[Data records]
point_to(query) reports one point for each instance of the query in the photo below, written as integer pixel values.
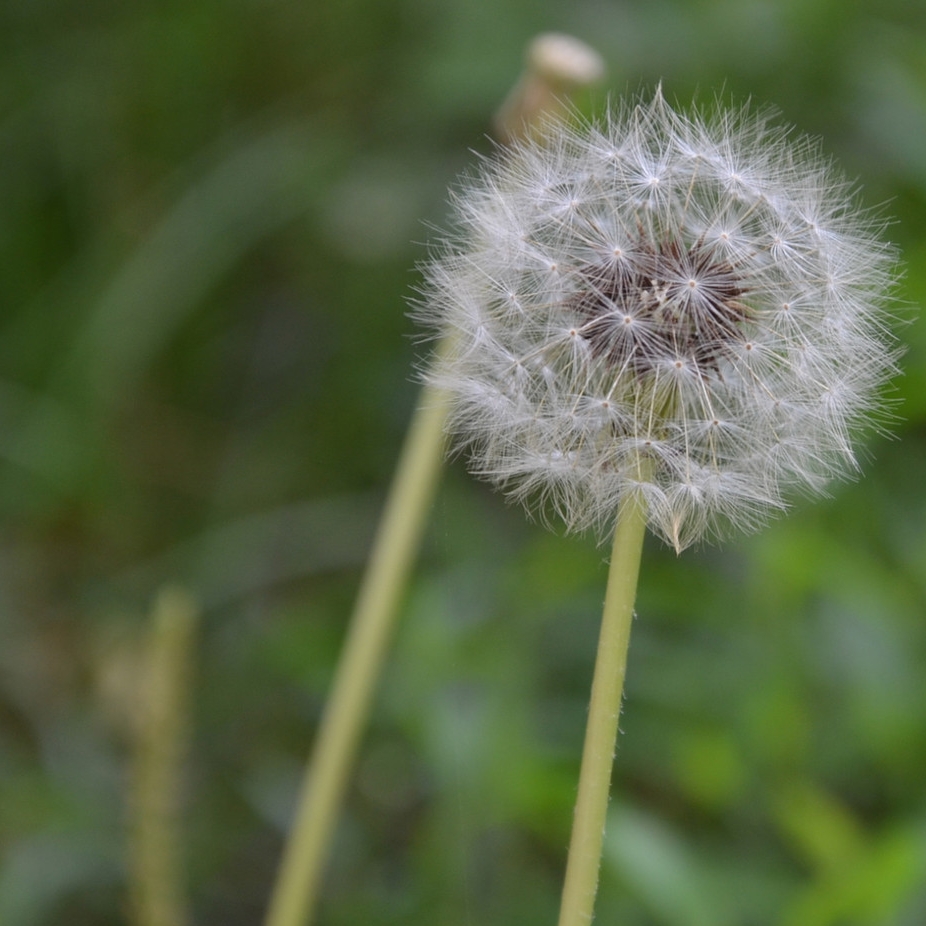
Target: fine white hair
(691, 308)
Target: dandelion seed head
(689, 308)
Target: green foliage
(208, 213)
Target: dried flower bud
(687, 307)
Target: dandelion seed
(691, 308)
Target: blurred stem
(557, 66)
(368, 637)
(156, 881)
(584, 861)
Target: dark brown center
(662, 304)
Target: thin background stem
(368, 636)
(584, 861)
(557, 66)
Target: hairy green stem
(584, 861)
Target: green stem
(581, 883)
(368, 637)
(156, 867)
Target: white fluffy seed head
(689, 308)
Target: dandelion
(689, 309)
(656, 320)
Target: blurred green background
(210, 213)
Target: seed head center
(662, 303)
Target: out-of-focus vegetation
(209, 212)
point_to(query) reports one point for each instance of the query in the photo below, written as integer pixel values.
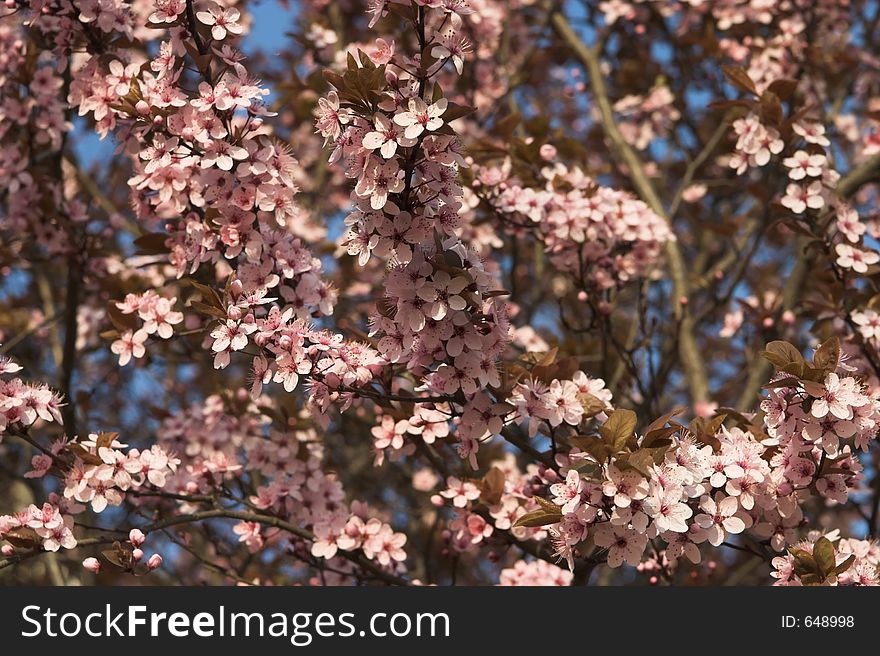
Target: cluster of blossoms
(856, 562)
(101, 472)
(442, 318)
(23, 403)
(49, 526)
(215, 437)
(534, 573)
(646, 118)
(158, 319)
(816, 422)
(654, 498)
(601, 237)
(810, 193)
(209, 173)
(562, 401)
(95, 471)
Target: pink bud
(92, 565)
(547, 152)
(136, 537)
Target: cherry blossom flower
(858, 260)
(130, 345)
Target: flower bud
(136, 537)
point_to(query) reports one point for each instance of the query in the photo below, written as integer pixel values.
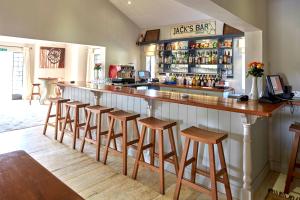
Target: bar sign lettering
(192, 30)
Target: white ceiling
(154, 13)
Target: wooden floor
(93, 180)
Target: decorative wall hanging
(202, 28)
(52, 57)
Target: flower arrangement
(255, 69)
(98, 66)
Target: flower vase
(254, 89)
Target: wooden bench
(21, 177)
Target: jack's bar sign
(192, 30)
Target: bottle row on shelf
(197, 44)
(200, 57)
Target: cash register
(275, 91)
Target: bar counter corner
(245, 149)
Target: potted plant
(255, 69)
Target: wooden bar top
(213, 102)
(21, 177)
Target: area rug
(275, 195)
(19, 114)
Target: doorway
(11, 74)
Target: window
(150, 65)
(17, 73)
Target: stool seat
(58, 115)
(77, 104)
(155, 123)
(211, 139)
(122, 115)
(58, 100)
(98, 109)
(202, 135)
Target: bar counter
(213, 102)
(246, 123)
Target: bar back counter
(251, 143)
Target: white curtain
(27, 79)
(90, 65)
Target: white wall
(96, 22)
(284, 39)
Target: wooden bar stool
(76, 105)
(210, 138)
(124, 118)
(293, 164)
(98, 111)
(35, 93)
(58, 115)
(156, 125)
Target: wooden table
(21, 177)
(47, 88)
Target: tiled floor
(93, 180)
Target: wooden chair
(58, 115)
(159, 126)
(35, 93)
(123, 117)
(76, 105)
(210, 138)
(293, 164)
(98, 111)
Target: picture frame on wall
(152, 35)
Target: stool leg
(152, 149)
(47, 118)
(181, 168)
(173, 147)
(89, 130)
(137, 135)
(194, 164)
(214, 190)
(124, 146)
(114, 140)
(139, 152)
(70, 121)
(110, 131)
(225, 176)
(59, 116)
(65, 123)
(292, 164)
(85, 130)
(56, 120)
(98, 137)
(161, 162)
(31, 95)
(39, 94)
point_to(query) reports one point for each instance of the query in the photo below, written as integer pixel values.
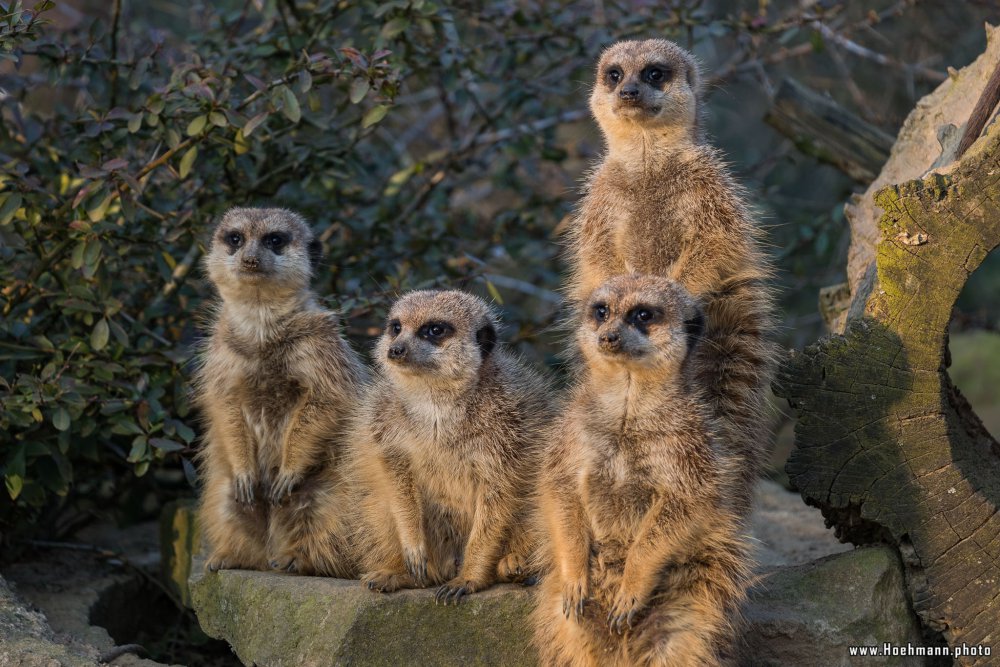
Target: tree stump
(886, 446)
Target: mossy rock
(804, 615)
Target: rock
(787, 531)
(26, 640)
(86, 594)
(808, 615)
(277, 619)
(801, 615)
(179, 539)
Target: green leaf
(76, 258)
(374, 115)
(188, 161)
(491, 288)
(14, 485)
(359, 88)
(254, 122)
(99, 335)
(395, 26)
(196, 125)
(305, 81)
(98, 207)
(60, 419)
(139, 449)
(290, 107)
(166, 445)
(10, 205)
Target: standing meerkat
(275, 386)
(446, 447)
(638, 496)
(662, 202)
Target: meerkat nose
(610, 341)
(629, 92)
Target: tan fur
(662, 202)
(446, 450)
(276, 384)
(645, 563)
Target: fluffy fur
(645, 563)
(446, 450)
(275, 385)
(662, 202)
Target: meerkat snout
(644, 320)
(652, 82)
(438, 335)
(254, 244)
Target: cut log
(886, 446)
(822, 128)
(928, 139)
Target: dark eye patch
(657, 75)
(613, 76)
(642, 316)
(275, 241)
(600, 311)
(435, 331)
(233, 240)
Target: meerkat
(662, 202)
(645, 561)
(275, 386)
(446, 445)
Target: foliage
(430, 142)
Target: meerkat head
(644, 323)
(437, 336)
(645, 85)
(259, 252)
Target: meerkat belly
(268, 405)
(617, 496)
(445, 476)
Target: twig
(863, 52)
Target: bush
(426, 141)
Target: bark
(822, 128)
(886, 446)
(928, 140)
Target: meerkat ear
(694, 327)
(315, 249)
(486, 337)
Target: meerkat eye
(275, 241)
(234, 239)
(656, 74)
(435, 332)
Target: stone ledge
(799, 615)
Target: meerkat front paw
(385, 581)
(454, 590)
(283, 485)
(243, 489)
(512, 567)
(415, 560)
(285, 562)
(574, 598)
(623, 611)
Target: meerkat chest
(619, 489)
(268, 394)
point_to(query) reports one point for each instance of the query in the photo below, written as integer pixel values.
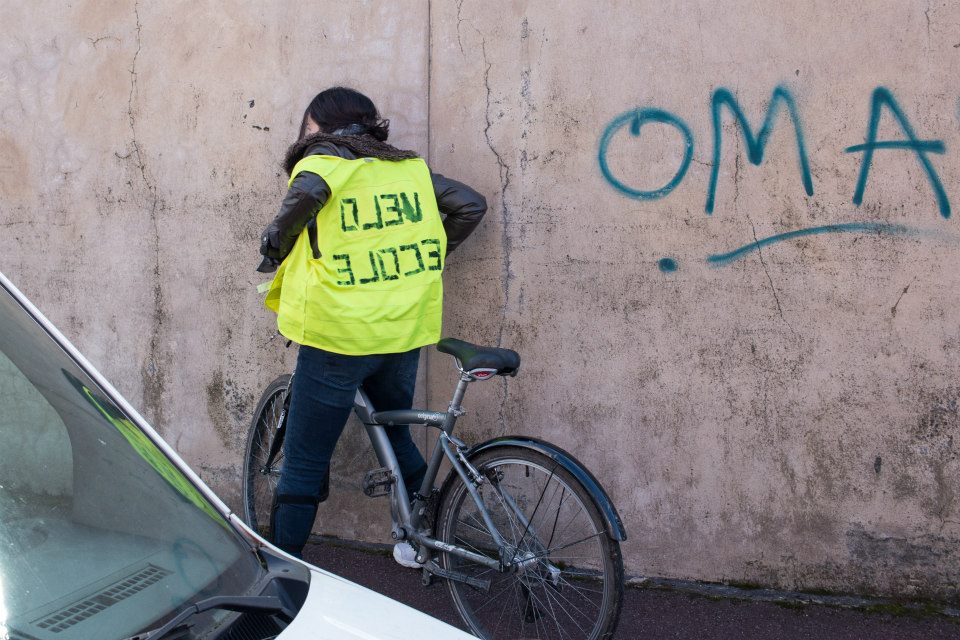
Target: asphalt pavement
(654, 612)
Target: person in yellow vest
(359, 247)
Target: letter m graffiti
(756, 144)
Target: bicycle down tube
(376, 424)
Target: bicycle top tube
(408, 416)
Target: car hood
(339, 609)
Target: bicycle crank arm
(427, 541)
(437, 570)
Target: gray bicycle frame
(409, 517)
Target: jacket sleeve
(462, 206)
(306, 195)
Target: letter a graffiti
(883, 97)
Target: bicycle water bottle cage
(481, 363)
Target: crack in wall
(893, 309)
(505, 241)
(152, 375)
(459, 22)
(766, 271)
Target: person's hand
(270, 250)
(270, 243)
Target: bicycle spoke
(559, 586)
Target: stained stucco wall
(784, 414)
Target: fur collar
(363, 146)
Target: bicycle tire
(259, 484)
(555, 595)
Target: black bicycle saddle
(471, 356)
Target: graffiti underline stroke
(721, 259)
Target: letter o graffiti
(637, 118)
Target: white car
(106, 534)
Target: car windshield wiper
(243, 604)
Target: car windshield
(101, 535)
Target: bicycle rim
(571, 583)
(260, 481)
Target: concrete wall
(784, 415)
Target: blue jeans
(324, 386)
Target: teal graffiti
(756, 145)
(636, 119)
(721, 259)
(882, 97)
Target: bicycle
(523, 534)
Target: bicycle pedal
(377, 482)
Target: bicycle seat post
(455, 409)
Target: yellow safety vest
(376, 286)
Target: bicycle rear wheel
(570, 580)
(259, 479)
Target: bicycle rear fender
(612, 519)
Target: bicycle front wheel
(567, 580)
(260, 478)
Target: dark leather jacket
(461, 206)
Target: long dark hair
(339, 107)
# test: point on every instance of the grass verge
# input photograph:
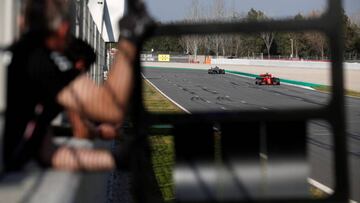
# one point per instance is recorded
(324, 88)
(156, 102)
(162, 146)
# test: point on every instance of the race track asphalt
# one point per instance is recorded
(197, 91)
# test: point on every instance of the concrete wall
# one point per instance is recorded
(317, 75)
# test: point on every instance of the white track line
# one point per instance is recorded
(311, 181)
(162, 93)
(285, 83)
(324, 188)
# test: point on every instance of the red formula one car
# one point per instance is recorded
(267, 79)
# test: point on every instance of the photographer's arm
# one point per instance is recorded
(106, 102)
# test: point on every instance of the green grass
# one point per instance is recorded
(155, 102)
(324, 88)
(162, 146)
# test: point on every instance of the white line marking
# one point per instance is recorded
(324, 188)
(321, 186)
(181, 107)
(285, 83)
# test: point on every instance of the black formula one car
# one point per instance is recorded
(267, 79)
(216, 70)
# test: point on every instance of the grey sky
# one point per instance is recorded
(171, 10)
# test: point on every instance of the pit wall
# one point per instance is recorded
(309, 73)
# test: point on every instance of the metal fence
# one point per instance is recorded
(199, 126)
(85, 29)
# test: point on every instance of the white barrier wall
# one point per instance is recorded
(282, 63)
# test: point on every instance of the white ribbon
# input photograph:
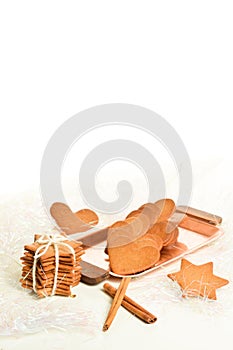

* Exercise aim:
When you come to the line containing "# test: point on every instance of the white ribbon" in the records above, repeat that line and all lines after it exactly, but not the pictures.

* The completed task:
# test: point on every instance of the white ribbon
# input photograph:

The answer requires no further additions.